Dataset content.

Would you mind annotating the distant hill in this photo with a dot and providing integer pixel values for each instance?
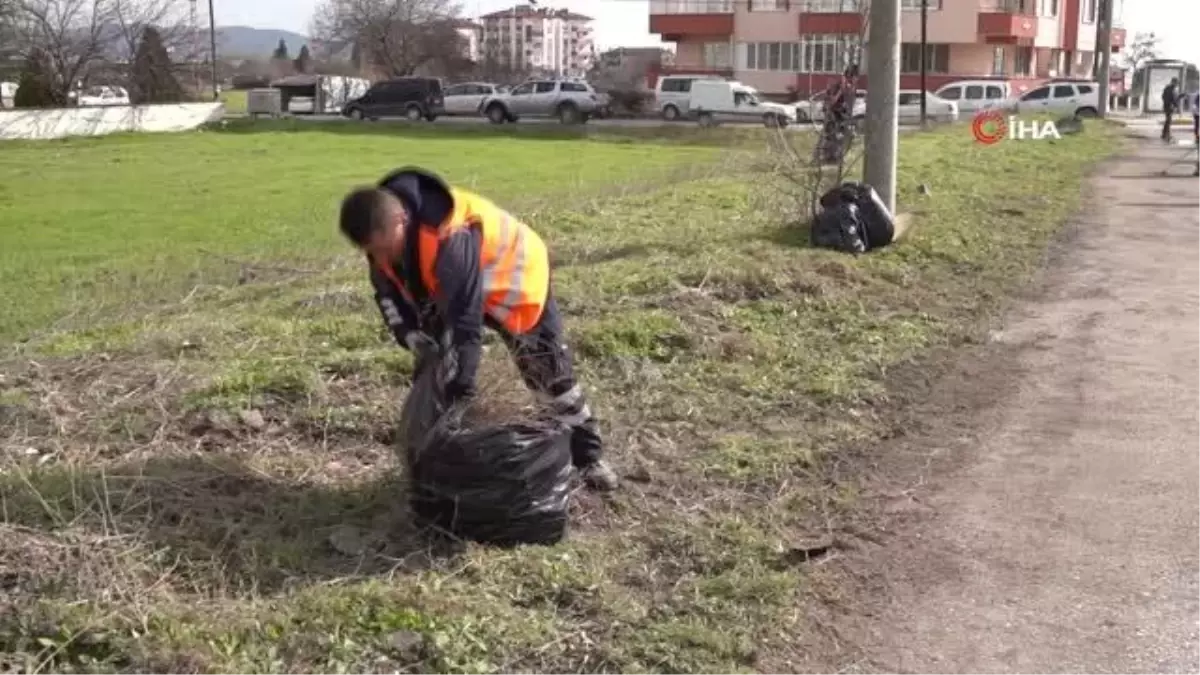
(245, 42)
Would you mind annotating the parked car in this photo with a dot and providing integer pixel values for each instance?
(976, 95)
(570, 101)
(102, 95)
(939, 109)
(718, 100)
(814, 108)
(467, 99)
(1061, 99)
(7, 94)
(412, 97)
(672, 94)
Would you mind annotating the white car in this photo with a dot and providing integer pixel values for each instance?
(103, 95)
(467, 99)
(976, 95)
(1080, 99)
(814, 108)
(7, 94)
(715, 100)
(937, 109)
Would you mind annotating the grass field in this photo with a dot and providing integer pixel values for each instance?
(195, 414)
(234, 101)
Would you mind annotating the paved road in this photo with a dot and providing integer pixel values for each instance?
(1069, 542)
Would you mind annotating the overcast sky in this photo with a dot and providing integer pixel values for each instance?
(624, 22)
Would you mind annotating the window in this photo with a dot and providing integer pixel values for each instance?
(832, 6)
(937, 58)
(1041, 94)
(718, 55)
(814, 53)
(691, 6)
(1023, 60)
(676, 84)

Your objective.
Rewrite the items starting at the line that contains "Would you mind annotating the grass" and ending at the last line of the items, keeping the requests unchanged. Multiply every point coordinate in the answers by 0.4 and round to the nearest whole number, with halves rounded up.

Problem solution.
Would you mind annotating the grass field in this photo with a dot and providing integer pixel values for each instance?
(78, 166)
(94, 40)
Would you mind annotating the paved road in this photo with a dot and providing integer pixel values for each instance?
(428, 217)
Would you mind annotating the overcast sky in this photo with a dot and providing integer pixel values for each instance?
(250, 9)
Would you mind annotating the window in this photo with a dot and providing integer pixel values for each instance?
(333, 2)
(375, 23)
(416, 38)
(287, 22)
(326, 21)
(276, 2)
(409, 24)
(270, 34)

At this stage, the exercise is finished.